▶ _Assigned task_: Only one stretch of the listing below is wanted. Begin at the line that has "Query: thin twig", stop after the line that has "in [941, 178].", and repeat every line in between exactly.

[Start of Attachment]

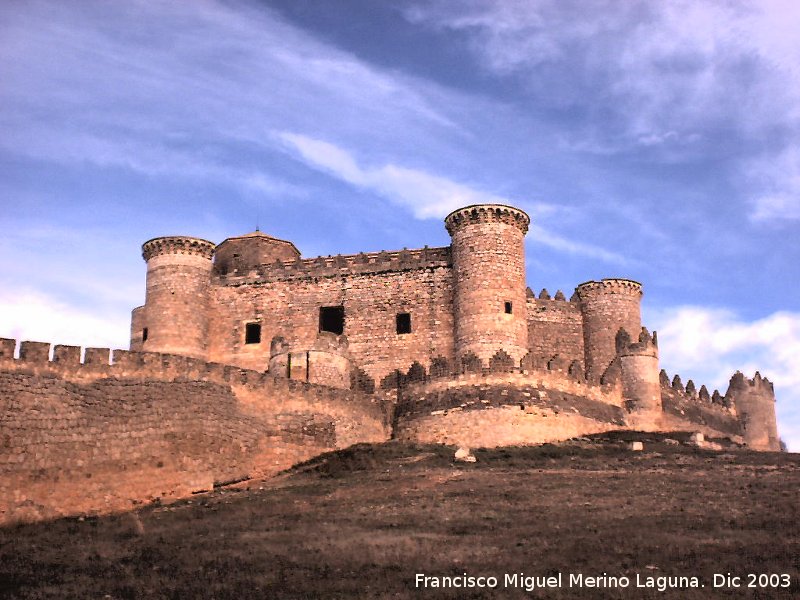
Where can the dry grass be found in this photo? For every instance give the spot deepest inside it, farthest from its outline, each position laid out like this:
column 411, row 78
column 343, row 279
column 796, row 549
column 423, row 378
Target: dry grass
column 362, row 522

[End of Attachment]
[Start of Attachment]

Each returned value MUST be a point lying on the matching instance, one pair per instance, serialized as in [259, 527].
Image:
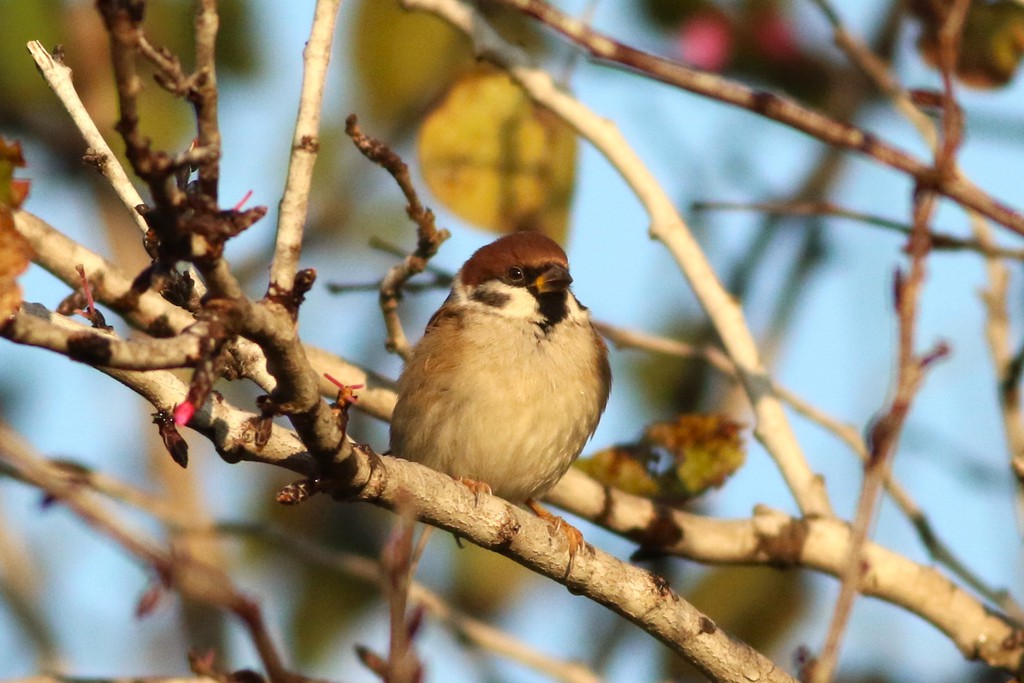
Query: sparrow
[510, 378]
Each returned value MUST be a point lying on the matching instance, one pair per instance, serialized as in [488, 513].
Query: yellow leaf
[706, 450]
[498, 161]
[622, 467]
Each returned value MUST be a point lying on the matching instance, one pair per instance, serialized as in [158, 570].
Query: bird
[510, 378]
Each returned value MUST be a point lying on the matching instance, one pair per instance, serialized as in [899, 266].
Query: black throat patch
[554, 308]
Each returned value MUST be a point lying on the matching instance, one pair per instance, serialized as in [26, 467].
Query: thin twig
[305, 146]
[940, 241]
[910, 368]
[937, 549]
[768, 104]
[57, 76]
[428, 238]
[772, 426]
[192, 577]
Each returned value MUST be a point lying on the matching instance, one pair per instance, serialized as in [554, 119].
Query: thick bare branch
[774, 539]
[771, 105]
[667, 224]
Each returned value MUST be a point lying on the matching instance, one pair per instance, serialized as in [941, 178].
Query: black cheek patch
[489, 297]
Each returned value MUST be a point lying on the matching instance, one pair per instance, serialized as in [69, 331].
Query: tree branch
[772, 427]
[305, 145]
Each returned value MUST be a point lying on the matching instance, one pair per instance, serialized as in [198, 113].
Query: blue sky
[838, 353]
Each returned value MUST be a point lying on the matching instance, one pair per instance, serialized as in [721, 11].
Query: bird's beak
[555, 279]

[End of Attachment]

▶ _Reply to the exercise_:
Query: thin twig
[305, 146]
[940, 241]
[910, 368]
[937, 549]
[768, 104]
[57, 76]
[428, 238]
[772, 426]
[192, 577]
Each returned value MUST be a point lying on the matching instance, one pair per instance, serialized as in [554, 119].
Query: thick bare branch
[774, 539]
[771, 105]
[667, 224]
Each returned value MUST be a point lying on the matching instance, one pair per instance, serialized as in [941, 178].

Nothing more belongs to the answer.